- _DESCRIPTION OF THE TASK_:
The answer is every line of the records that holds the word "tile", copied in full.

[EXERCISE MATERIAL]

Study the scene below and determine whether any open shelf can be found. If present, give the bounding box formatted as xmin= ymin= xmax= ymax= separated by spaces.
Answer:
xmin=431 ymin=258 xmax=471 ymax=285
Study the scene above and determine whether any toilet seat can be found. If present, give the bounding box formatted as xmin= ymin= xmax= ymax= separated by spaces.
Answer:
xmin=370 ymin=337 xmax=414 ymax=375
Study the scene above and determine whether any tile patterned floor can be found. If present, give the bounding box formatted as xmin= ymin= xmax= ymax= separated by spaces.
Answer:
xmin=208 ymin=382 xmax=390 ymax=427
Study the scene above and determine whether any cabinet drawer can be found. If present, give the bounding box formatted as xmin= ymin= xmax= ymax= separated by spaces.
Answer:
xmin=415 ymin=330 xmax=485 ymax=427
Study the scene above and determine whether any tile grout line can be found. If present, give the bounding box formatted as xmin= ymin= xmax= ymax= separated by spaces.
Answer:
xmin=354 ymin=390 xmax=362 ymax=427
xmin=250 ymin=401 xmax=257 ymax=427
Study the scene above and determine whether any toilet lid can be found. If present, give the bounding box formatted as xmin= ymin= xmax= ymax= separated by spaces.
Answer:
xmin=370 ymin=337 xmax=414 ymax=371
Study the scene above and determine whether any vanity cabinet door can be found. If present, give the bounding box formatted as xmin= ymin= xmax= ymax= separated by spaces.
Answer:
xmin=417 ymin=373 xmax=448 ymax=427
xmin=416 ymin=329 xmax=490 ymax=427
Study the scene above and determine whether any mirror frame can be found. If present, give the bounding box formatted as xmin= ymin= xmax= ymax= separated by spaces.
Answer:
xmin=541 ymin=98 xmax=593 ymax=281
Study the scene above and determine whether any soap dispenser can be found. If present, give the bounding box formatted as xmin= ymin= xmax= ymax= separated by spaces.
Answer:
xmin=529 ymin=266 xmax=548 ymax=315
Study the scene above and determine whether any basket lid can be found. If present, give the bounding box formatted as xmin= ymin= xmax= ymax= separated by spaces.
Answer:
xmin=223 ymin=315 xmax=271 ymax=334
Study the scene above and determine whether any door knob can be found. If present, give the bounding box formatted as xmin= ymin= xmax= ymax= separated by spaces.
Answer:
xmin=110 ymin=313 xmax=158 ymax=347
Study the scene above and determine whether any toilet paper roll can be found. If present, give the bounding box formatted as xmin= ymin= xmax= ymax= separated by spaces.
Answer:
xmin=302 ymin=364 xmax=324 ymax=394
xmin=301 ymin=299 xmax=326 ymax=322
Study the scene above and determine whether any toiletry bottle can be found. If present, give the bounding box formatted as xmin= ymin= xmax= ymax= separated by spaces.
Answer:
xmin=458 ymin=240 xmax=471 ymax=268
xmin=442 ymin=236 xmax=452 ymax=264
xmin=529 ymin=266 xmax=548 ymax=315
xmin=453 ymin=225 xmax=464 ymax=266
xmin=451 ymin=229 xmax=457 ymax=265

[/EXERCISE MATERIAL]

- _OUTPUT OF THE TASK_:
Study the scene above and determine whether any tile patterned floor can be found. If present, give the bounding box formatted as xmin= ymin= xmax= ymax= separated by spaces.
Study the scene above and determine whether any tile grout line can be found. If present, give the bounding box formatted as xmin= ymin= xmax= ymax= separated by spaces.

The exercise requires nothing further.